→ **Problem details**
Please retype the records below exactly, leaving out any pictures.

---*---

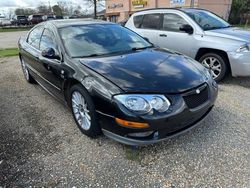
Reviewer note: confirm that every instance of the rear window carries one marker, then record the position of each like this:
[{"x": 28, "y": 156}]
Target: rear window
[
  {"x": 138, "y": 21},
  {"x": 151, "y": 21}
]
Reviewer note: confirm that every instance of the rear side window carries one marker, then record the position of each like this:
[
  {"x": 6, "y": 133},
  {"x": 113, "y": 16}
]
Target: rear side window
[
  {"x": 151, "y": 21},
  {"x": 35, "y": 36},
  {"x": 138, "y": 21},
  {"x": 173, "y": 22}
]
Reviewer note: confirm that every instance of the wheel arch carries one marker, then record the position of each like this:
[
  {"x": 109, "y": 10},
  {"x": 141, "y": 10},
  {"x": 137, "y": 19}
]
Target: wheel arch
[
  {"x": 67, "y": 85},
  {"x": 203, "y": 51}
]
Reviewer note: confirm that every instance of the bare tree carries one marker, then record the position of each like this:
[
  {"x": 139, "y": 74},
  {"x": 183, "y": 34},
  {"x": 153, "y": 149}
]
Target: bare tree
[{"x": 95, "y": 3}]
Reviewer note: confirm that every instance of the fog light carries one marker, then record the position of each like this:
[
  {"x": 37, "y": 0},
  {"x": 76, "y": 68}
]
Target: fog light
[
  {"x": 131, "y": 124},
  {"x": 142, "y": 134}
]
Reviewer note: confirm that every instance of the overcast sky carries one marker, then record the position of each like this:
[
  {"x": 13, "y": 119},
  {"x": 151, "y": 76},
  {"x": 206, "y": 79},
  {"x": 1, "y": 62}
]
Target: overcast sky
[{"x": 7, "y": 5}]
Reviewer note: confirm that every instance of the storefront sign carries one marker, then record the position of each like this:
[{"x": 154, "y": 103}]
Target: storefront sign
[
  {"x": 139, "y": 3},
  {"x": 116, "y": 5},
  {"x": 177, "y": 3}
]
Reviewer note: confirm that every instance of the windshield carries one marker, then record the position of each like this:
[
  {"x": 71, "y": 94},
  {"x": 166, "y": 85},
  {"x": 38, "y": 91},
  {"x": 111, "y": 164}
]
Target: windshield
[
  {"x": 100, "y": 39},
  {"x": 207, "y": 20}
]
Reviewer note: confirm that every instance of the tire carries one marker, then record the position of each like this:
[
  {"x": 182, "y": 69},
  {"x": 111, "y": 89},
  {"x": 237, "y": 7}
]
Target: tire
[
  {"x": 26, "y": 73},
  {"x": 216, "y": 63},
  {"x": 83, "y": 111}
]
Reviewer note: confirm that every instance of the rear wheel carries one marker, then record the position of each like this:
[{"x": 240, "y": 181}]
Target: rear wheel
[
  {"x": 26, "y": 73},
  {"x": 83, "y": 110},
  {"x": 217, "y": 64}
]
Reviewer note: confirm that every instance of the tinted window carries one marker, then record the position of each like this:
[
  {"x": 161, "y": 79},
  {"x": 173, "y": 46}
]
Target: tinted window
[
  {"x": 35, "y": 36},
  {"x": 207, "y": 20},
  {"x": 173, "y": 22},
  {"x": 87, "y": 40},
  {"x": 138, "y": 21},
  {"x": 47, "y": 40},
  {"x": 151, "y": 21},
  {"x": 21, "y": 17}
]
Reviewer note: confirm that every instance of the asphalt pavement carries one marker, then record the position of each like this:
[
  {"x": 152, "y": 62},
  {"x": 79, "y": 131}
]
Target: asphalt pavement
[{"x": 41, "y": 146}]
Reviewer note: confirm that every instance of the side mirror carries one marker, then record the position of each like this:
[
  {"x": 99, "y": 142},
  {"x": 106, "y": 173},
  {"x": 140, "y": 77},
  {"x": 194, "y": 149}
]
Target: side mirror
[
  {"x": 187, "y": 28},
  {"x": 50, "y": 53},
  {"x": 145, "y": 38}
]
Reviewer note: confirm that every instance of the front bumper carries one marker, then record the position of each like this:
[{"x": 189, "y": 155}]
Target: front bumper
[
  {"x": 161, "y": 126},
  {"x": 155, "y": 138},
  {"x": 240, "y": 63}
]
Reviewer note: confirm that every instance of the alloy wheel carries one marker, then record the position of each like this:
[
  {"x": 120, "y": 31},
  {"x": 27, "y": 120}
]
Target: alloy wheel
[
  {"x": 214, "y": 65},
  {"x": 80, "y": 110}
]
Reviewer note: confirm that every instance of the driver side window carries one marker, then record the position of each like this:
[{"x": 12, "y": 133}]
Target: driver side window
[
  {"x": 173, "y": 22},
  {"x": 47, "y": 40}
]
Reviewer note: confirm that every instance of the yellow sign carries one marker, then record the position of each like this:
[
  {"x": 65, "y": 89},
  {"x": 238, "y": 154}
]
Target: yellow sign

---*---

→ **Response to the task**
Reviewer note: confirm that every instance of the rear window carries one marker, then record the position of each like this:
[{"x": 28, "y": 156}]
Target: rear window
[
  {"x": 138, "y": 21},
  {"x": 151, "y": 21}
]
Reviewer note: confirm that every instance of the rear side window carries one marker, then record the position of each like this:
[
  {"x": 6, "y": 133},
  {"x": 113, "y": 16}
]
Target: rear side window
[
  {"x": 151, "y": 21},
  {"x": 35, "y": 36},
  {"x": 138, "y": 21},
  {"x": 173, "y": 22}
]
Reviewer note: confirm that every instance of the wheel arch carries one marker, then record the position of each like this:
[
  {"x": 109, "y": 10},
  {"x": 141, "y": 10},
  {"x": 137, "y": 19}
]
Target: wheel arch
[
  {"x": 67, "y": 85},
  {"x": 203, "y": 51}
]
Reviewer note: confirm that every instance of the bare tree carries one marker, then record the position of each like this:
[
  {"x": 139, "y": 74},
  {"x": 183, "y": 34},
  {"x": 153, "y": 149}
]
Target: bare tree
[{"x": 95, "y": 3}]
Reviewer note: confirm that every instance of the fog light carries one marker, then record the position of each like this:
[
  {"x": 37, "y": 0},
  {"x": 76, "y": 68}
]
Target: fog light
[
  {"x": 131, "y": 124},
  {"x": 142, "y": 134}
]
Reviewer note: confirm that every instance of the overcast sky carries one marker, then record the position of each like this:
[
  {"x": 13, "y": 119},
  {"x": 151, "y": 76},
  {"x": 206, "y": 79},
  {"x": 1, "y": 62}
]
Target: overcast sky
[{"x": 7, "y": 5}]
Reviewer note: confirm that every instance of the storefront sign carries one marker, then record the position of each like this:
[{"x": 154, "y": 103}]
Target: storefront sign
[
  {"x": 139, "y": 3},
  {"x": 116, "y": 5},
  {"x": 177, "y": 3}
]
Reviewer note: confirm that every instance of the windshield carries one marker, then record the position of each like this:
[
  {"x": 71, "y": 94},
  {"x": 166, "y": 85},
  {"x": 38, "y": 91},
  {"x": 111, "y": 164}
]
Target: windshield
[
  {"x": 100, "y": 39},
  {"x": 207, "y": 20}
]
Reviewer note: confirm that every instance of the tire carries one marker, then record the position of each like this:
[
  {"x": 182, "y": 69},
  {"x": 111, "y": 89},
  {"x": 237, "y": 7}
]
Target: tire
[
  {"x": 26, "y": 73},
  {"x": 216, "y": 63},
  {"x": 83, "y": 111}
]
Reviewer note: confirm that every instance of the rear wheel carries one marker, then record the position of each like this:
[{"x": 240, "y": 181}]
Target: rear wheel
[
  {"x": 26, "y": 73},
  {"x": 83, "y": 110},
  {"x": 217, "y": 64}
]
Reviewer note: confirm that every instance of the tinted window carries one marker, then record the position of each like this:
[
  {"x": 161, "y": 79},
  {"x": 173, "y": 46}
]
Target: tinted window
[
  {"x": 35, "y": 36},
  {"x": 207, "y": 20},
  {"x": 173, "y": 22},
  {"x": 87, "y": 40},
  {"x": 138, "y": 21},
  {"x": 47, "y": 40},
  {"x": 151, "y": 21},
  {"x": 21, "y": 17}
]
Reviewer note: confirm that every instance of the asphalt pavement carries one marker, then record the position of each like this:
[
  {"x": 152, "y": 62},
  {"x": 79, "y": 131}
]
Target: asphalt pavement
[{"x": 41, "y": 146}]
Reviewer note: confirm that every instance of the side mirror carries one marker, then record the position of each like this:
[
  {"x": 99, "y": 142},
  {"x": 106, "y": 173},
  {"x": 140, "y": 77},
  {"x": 194, "y": 149}
]
Target: side mirror
[
  {"x": 187, "y": 28},
  {"x": 50, "y": 53},
  {"x": 145, "y": 38}
]
Reviewer note: confirm that every instance of the front bumper carries one marker, then record the position of each like this:
[{"x": 189, "y": 155}]
Target: front bumper
[
  {"x": 161, "y": 126},
  {"x": 155, "y": 138},
  {"x": 240, "y": 63}
]
Reviewer note: confirm that every instance of the alloy wheel carries one marker, then record the position of each like this:
[
  {"x": 120, "y": 31},
  {"x": 27, "y": 120}
]
Target: alloy wheel
[
  {"x": 214, "y": 65},
  {"x": 80, "y": 110}
]
Reviewer note: confirm that every instance of the driver side window carries one marker, then record the position of each like this:
[{"x": 12, "y": 133}]
Target: driver side window
[
  {"x": 173, "y": 22},
  {"x": 47, "y": 40}
]
Reviewer note: confirm that every instance of the yellow sign carries one marker, then record the position of each like this:
[
  {"x": 65, "y": 89},
  {"x": 238, "y": 154}
]
Target: yellow sign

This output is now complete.